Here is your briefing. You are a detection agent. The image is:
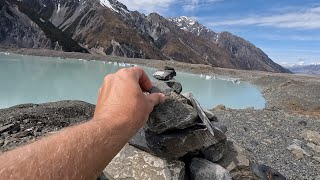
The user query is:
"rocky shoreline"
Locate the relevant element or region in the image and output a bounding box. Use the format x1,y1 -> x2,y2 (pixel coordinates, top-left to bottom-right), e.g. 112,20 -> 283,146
0,49 -> 320,180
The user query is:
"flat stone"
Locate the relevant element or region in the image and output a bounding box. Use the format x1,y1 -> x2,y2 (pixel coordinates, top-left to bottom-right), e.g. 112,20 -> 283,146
153,70 -> 176,81
201,141 -> 227,163
312,156 -> 320,163
287,139 -> 310,159
165,80 -> 182,94
291,149 -> 304,160
251,164 -> 287,180
190,158 -> 232,180
146,92 -> 198,134
218,141 -> 255,179
0,123 -> 20,134
307,143 -> 320,153
104,145 -> 185,180
300,129 -> 320,146
214,104 -> 227,111
149,81 -> 172,96
145,126 -> 220,159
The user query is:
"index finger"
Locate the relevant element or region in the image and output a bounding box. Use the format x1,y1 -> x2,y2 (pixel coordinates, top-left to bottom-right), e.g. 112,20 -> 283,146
131,66 -> 152,91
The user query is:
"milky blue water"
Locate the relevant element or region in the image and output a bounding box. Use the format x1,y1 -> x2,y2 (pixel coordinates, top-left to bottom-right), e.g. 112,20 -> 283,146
0,53 -> 265,109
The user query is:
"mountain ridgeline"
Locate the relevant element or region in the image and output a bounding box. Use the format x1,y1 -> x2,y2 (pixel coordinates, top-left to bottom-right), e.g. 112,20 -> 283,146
0,0 -> 290,73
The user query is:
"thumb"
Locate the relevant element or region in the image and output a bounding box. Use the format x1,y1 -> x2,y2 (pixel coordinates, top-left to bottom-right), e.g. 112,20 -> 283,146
147,93 -> 166,106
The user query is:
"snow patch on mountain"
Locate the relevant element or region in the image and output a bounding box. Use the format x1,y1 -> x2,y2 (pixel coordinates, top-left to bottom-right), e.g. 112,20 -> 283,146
100,0 -> 119,12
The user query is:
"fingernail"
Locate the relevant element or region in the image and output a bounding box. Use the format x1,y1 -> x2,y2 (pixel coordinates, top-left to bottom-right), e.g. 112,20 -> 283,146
160,93 -> 167,103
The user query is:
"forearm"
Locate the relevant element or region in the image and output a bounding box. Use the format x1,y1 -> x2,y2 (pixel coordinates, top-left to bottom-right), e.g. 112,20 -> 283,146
0,119 -> 134,179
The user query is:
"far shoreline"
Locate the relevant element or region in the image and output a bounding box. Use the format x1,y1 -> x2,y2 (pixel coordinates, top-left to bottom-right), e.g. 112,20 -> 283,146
0,47 -> 320,117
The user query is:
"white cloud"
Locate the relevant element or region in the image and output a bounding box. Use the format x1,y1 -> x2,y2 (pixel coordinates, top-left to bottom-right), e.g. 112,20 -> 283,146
120,0 -> 175,14
209,7 -> 320,29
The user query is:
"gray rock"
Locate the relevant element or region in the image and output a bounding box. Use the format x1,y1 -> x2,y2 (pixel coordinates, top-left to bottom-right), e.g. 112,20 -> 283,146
189,93 -> 215,136
251,164 -> 287,180
166,80 -> 182,94
104,145 -> 185,180
149,81 -> 172,96
218,141 -> 255,179
307,143 -> 320,153
287,139 -> 311,159
129,128 -> 152,153
146,92 -> 198,134
211,121 -> 228,133
190,158 -> 232,180
0,123 -> 20,134
153,70 -> 176,81
300,129 -> 320,146
201,141 -> 227,163
145,126 -> 220,159
203,109 -> 218,121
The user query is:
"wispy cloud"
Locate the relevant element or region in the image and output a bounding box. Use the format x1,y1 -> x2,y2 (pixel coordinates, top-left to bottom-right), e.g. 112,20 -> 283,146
182,0 -> 223,11
119,0 -> 223,14
119,0 -> 175,14
209,6 -> 320,29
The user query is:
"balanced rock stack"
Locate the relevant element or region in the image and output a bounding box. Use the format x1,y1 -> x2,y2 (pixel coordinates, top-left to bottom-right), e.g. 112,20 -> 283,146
106,67 -> 231,180
104,67 -> 285,180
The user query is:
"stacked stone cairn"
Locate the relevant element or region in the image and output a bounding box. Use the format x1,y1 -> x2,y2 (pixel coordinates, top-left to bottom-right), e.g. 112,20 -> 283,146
104,67 -> 288,180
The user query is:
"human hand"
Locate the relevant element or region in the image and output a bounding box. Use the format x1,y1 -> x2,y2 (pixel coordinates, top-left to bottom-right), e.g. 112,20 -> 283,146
93,67 -> 165,131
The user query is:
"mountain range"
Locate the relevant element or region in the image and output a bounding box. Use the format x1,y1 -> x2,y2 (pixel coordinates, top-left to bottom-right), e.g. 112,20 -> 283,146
286,64 -> 320,75
0,0 -> 290,73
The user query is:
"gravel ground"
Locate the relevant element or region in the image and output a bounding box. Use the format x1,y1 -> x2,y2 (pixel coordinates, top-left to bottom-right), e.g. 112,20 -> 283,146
213,110 -> 320,179
0,48 -> 320,180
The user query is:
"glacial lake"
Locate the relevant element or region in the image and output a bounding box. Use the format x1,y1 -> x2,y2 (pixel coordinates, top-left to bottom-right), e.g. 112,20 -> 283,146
0,53 -> 265,109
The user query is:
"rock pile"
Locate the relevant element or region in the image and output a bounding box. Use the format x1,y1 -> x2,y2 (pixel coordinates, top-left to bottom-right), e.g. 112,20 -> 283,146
104,67 -> 285,180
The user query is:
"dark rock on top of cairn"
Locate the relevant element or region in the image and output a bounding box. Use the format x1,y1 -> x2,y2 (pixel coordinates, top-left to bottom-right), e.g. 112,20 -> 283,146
153,67 -> 177,81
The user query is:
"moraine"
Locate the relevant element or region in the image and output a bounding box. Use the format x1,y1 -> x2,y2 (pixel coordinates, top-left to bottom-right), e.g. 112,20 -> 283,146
0,53 -> 265,109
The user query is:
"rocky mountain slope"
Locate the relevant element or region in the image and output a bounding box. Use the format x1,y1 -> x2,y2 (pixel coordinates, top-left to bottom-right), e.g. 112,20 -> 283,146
0,0 -> 88,52
168,16 -> 290,73
0,0 -> 289,72
287,64 -> 320,75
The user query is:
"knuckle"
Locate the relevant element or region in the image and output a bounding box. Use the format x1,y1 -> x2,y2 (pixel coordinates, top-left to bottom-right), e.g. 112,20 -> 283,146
103,74 -> 114,82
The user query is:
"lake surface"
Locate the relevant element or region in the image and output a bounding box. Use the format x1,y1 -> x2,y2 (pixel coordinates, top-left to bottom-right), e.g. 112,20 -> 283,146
0,53 -> 265,109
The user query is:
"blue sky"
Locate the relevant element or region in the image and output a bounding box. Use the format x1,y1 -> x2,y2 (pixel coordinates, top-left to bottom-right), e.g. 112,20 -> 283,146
120,0 -> 320,64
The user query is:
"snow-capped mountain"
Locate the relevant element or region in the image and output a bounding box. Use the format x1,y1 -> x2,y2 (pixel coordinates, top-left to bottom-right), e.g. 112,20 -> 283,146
0,0 -> 289,72
168,16 -> 219,42
169,16 -> 290,73
286,63 -> 320,75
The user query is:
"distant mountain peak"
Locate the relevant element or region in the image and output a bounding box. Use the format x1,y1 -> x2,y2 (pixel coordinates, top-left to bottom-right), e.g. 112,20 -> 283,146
100,0 -> 130,14
168,16 -> 211,36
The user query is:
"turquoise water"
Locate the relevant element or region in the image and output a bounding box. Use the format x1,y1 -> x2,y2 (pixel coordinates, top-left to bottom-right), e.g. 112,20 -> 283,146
0,53 -> 265,109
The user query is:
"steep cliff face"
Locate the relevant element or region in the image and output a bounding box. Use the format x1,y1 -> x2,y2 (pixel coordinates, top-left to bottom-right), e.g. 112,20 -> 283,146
0,1 -> 53,49
217,32 -> 291,73
0,0 -> 88,52
0,0 -> 290,72
168,16 -> 291,73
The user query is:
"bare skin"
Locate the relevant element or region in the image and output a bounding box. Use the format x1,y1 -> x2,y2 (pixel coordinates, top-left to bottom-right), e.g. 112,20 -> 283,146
0,67 -> 165,180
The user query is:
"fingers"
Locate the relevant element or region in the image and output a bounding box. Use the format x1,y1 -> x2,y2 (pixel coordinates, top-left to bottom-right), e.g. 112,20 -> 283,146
131,66 -> 152,91
147,93 -> 166,106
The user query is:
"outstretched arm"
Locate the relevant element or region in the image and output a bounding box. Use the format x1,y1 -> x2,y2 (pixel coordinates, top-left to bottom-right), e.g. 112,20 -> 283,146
0,67 -> 165,179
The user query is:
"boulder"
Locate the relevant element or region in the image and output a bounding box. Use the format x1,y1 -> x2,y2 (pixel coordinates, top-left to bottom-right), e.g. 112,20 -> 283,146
300,129 -> 320,146
165,79 -> 182,94
153,69 -> 177,81
149,81 -> 172,96
217,141 -> 255,179
190,158 -> 232,180
104,145 -> 185,180
251,164 -> 287,180
201,140 -> 227,163
145,125 -> 220,159
146,92 -> 198,134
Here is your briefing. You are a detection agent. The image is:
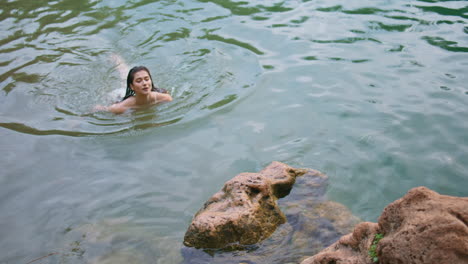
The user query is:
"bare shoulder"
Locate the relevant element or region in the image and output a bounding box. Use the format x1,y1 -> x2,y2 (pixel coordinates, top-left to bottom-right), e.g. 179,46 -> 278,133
107,97 -> 135,114
156,92 -> 172,103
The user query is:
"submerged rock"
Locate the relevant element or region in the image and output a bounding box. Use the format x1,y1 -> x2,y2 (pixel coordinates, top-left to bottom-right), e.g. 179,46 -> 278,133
182,163 -> 360,264
184,162 -> 307,248
301,187 -> 468,264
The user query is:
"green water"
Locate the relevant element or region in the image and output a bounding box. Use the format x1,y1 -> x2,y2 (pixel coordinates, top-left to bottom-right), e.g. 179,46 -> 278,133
0,0 -> 468,264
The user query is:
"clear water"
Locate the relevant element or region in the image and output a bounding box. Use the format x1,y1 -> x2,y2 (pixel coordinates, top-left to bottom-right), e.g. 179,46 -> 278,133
0,0 -> 468,264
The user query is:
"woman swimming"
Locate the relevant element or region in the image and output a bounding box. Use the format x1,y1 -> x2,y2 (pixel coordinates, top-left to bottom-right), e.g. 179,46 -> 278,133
95,66 -> 172,114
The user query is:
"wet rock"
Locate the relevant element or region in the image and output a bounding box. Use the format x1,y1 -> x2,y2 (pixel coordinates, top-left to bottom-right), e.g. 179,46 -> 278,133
182,163 -> 360,264
301,187 -> 468,264
184,162 -> 307,248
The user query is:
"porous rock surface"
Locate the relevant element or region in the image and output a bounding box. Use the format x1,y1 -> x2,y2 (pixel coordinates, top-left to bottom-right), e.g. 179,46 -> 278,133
301,187 -> 468,264
184,162 -> 307,248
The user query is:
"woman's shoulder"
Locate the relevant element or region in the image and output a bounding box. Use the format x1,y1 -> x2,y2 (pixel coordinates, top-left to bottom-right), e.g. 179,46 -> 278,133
154,92 -> 172,103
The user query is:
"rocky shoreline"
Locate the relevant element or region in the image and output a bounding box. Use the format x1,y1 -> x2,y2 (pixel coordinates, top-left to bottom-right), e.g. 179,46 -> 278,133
182,162 -> 468,264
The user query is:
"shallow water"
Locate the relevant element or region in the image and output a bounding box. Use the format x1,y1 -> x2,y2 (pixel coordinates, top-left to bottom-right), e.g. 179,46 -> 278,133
0,0 -> 468,264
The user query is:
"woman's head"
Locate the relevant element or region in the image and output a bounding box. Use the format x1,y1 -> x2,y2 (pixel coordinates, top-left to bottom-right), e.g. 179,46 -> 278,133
122,66 -> 167,101
122,66 -> 156,101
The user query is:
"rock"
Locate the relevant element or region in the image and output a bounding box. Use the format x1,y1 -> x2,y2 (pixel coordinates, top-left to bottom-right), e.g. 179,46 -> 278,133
181,163 -> 361,264
301,187 -> 468,264
184,162 -> 307,249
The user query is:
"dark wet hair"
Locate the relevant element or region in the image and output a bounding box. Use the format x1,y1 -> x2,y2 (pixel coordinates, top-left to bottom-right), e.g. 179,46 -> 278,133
122,66 -> 167,101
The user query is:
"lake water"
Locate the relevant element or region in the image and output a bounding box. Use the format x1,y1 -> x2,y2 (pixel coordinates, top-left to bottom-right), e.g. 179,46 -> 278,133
0,0 -> 468,264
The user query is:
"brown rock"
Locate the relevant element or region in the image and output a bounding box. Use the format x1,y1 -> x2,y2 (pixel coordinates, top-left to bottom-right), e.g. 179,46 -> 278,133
301,187 -> 468,264
184,162 -> 307,248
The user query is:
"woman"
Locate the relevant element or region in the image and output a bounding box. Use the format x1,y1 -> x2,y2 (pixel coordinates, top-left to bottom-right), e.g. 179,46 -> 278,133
96,66 -> 172,114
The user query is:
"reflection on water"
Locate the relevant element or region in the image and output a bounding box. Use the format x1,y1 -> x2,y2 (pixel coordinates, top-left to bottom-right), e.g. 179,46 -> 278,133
0,0 -> 468,263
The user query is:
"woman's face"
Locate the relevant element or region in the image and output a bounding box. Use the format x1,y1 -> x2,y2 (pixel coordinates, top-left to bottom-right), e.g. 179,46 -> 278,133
130,70 -> 153,95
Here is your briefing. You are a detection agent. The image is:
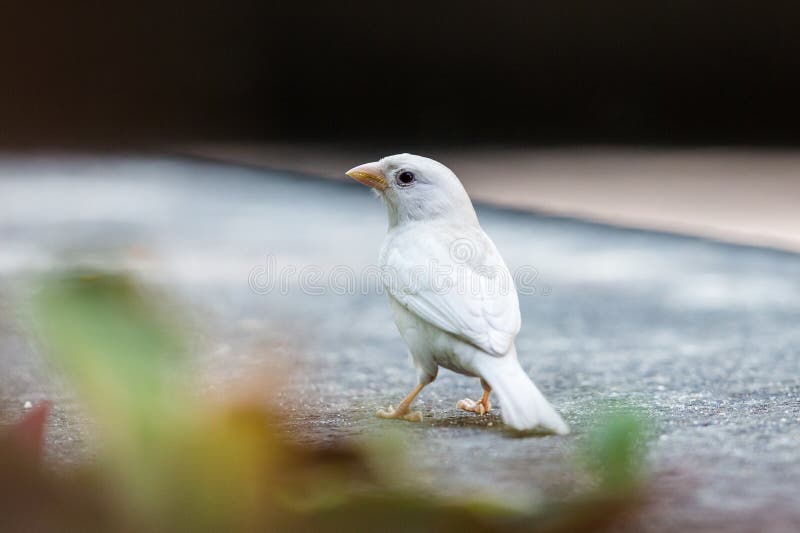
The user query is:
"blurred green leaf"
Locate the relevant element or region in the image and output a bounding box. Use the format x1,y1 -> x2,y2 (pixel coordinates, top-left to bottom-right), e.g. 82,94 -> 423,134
583,404 -> 650,490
───
EXERCISE DETAILS — Locate each line in the records above that contains the string "cairn", and copy every such line in full.

RESULT OF THIS TASK —
"stacked stone cairn"
"dark rock on top of cairn"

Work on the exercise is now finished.